[Location identification entries]
• • • • • • •
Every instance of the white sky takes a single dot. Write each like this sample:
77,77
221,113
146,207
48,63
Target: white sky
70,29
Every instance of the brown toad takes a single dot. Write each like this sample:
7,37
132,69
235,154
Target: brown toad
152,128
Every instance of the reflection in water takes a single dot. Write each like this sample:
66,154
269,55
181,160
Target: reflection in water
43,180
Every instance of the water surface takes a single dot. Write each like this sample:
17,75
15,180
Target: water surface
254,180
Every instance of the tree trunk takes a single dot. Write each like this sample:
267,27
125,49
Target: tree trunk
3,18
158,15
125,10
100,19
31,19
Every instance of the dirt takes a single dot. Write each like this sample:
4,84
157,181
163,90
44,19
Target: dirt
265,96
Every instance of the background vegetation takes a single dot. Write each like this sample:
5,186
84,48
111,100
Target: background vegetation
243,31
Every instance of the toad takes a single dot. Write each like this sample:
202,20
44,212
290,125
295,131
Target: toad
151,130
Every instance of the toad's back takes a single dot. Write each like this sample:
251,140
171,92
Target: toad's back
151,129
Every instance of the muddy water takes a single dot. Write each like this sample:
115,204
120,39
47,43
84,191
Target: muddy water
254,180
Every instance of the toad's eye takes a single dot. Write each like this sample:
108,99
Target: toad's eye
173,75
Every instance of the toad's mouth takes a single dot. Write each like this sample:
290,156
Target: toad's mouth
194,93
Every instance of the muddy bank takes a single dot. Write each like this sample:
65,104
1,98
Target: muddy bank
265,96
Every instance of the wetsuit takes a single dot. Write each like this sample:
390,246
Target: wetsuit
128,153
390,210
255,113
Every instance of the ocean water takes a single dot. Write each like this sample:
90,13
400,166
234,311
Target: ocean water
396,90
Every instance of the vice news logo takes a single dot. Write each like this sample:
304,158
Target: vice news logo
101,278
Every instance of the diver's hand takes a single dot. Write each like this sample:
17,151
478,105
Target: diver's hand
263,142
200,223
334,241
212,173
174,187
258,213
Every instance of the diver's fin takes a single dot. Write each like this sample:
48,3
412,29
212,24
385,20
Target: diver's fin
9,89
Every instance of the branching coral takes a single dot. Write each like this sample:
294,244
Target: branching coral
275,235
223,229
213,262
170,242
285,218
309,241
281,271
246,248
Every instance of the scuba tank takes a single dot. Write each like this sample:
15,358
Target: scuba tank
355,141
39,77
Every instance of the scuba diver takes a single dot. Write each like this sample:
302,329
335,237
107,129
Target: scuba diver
• • • • • • •
__Directions for this task__:
Return the listing's lines unchanged, from the line that contains "Every instance of the branching" through the last line of the listing, both included.

__Result__:
Every instance of the branching coral takes a single dot. Write each like this sample:
294,244
Target: branching coral
275,235
223,229
213,262
170,242
285,218
309,241
281,271
246,248
Every instance of the scuba tank takes a single dot. Write each like this sample:
15,358
Target: scuba tank
355,141
39,77
Every instance of the scuba diver takes a single dot. Write each like this sample:
302,329
335,237
107,129
Target: scuba diver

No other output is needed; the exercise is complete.